Creating a Healthy Future for Our Children
Awareness Day Honors T. Berry Brazelton, M.D.
By Meredith Hogan Pond
On the eve of his 92nd birthday, world-renowned pediatrician and author T. Berry Brazelton, M.D., received the SAMHSA Special Recognition Award for his pioneering work in pediatric and early childhood development over the past six decades.
SAMHSA Administrator Pamela S. Hyde, J.D., presented the award at the Awareness Day Early Childhood Forum on May 6. (See photo.)
SAMHSA Administrator Pamela S. Hyde presents Dr. T. Berry Brazelton with the Special Recognition Award from the Agency for lifetime achievement on behalf of our Nation’s children.
“I am proud of SAMHSA,” Dr. Brazelton said in his acceptance speech. “The Agency understands that children’s mental health is not constructed in therapists’ offices, clinics, and hospitals. By the time a child ends up there, it may be too late.”
A leading force behind the pediatric health care revolution, Dr. Brazelton developed the groundbreaking Neonatal Behavioral Assessment Scale (NBAS), which is now used worldwide to recognize the physical and neurological responses of newborns, as well as emotional well-being and individual differences.
His legacy continues to transform our understanding of child development. “Children’s mental health depends on healthy families and strong communities. We must start early on,” Dr. Brazelton said.
In a recent interview at their offices in Boston near Fenway Park, Dr. Brazelton and his colleague, Joshua Sparrow, M.D., assistant professor of Psychiatry at Harvard Medical School, talked about a vision of the future for our Nation’s children.

== YOUR GOAL ==
Write the next part of the article about Dr. T. Berry Brazelton's SAMHSA award, picking up after its last sentence.

== INFORMATION SUPPLIED ==
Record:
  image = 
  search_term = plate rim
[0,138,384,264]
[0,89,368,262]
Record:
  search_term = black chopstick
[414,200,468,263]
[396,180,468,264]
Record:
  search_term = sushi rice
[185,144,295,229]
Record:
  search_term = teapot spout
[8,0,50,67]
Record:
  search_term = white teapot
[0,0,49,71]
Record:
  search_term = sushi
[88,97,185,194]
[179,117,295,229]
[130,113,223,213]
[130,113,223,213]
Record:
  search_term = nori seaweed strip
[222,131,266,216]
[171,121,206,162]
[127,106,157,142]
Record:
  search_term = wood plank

== REPLY ==
“I’d like to see children have resilience: the ability to withstand problems and times when they are in trouble,” Dr. Brazelton said. “And children should learn to have empathy for other people, to care about other people. Those two are critical. Making parents feel they are supported as they raise their children makes all the difference. Communities can really help.”
Dr. Brazelton acknowledges that raising a child has never been easy. But at present, childrearing is more challenging than ever.
“Parents want to encourage their children to believe in themselves,” Dr. Brazelton said. “Yet parents must struggle to prepare their children for a highly competitive world. Working harder than ever, parents are also more alone than ever,” he continued. “For many of us, safe backyards, the support of neighbors, relatives, and family traditions, are distant memories. Parents need time for their families, someone to turn to about their children’s behavior, and a community to rely on.”
Dr. Brazelton added, “We can change things if we want to. And I think that basically most people want to. I think we can do better. I’m willing to help SAMHSA in any way I can. I love to travel. I love to stir things up.”
Of concern are recent NSDUH data that suggest once women give birth, many new mothers resume the use of alcohol, cigarettes, illicit drugs, or engage in binge drinking.
The report, Substance Use among Women During Pregnancy and Following Childbirth, studies NSDUH data gathered between 2002 and 2007. Results show that most women are heeding warnings about the dangers that substance use during pregnancy can pose.
“Substance use during pregnancy is a marker for all kinds of other things,” said Dr. Sparrow. He mentioned for examples, poverty, trauma, and domestic violence, as well as a range of mental illnesses, including depression during pregnancy, not just post-partum depression.
“So you can imagine,” Dr. Sparrow said, “that if a mother can eliminate substance abuse during pregnancy, she may not be able to eliminate all these other things that may be a part of pushing her back into drugs or alcohol once the baby is there.”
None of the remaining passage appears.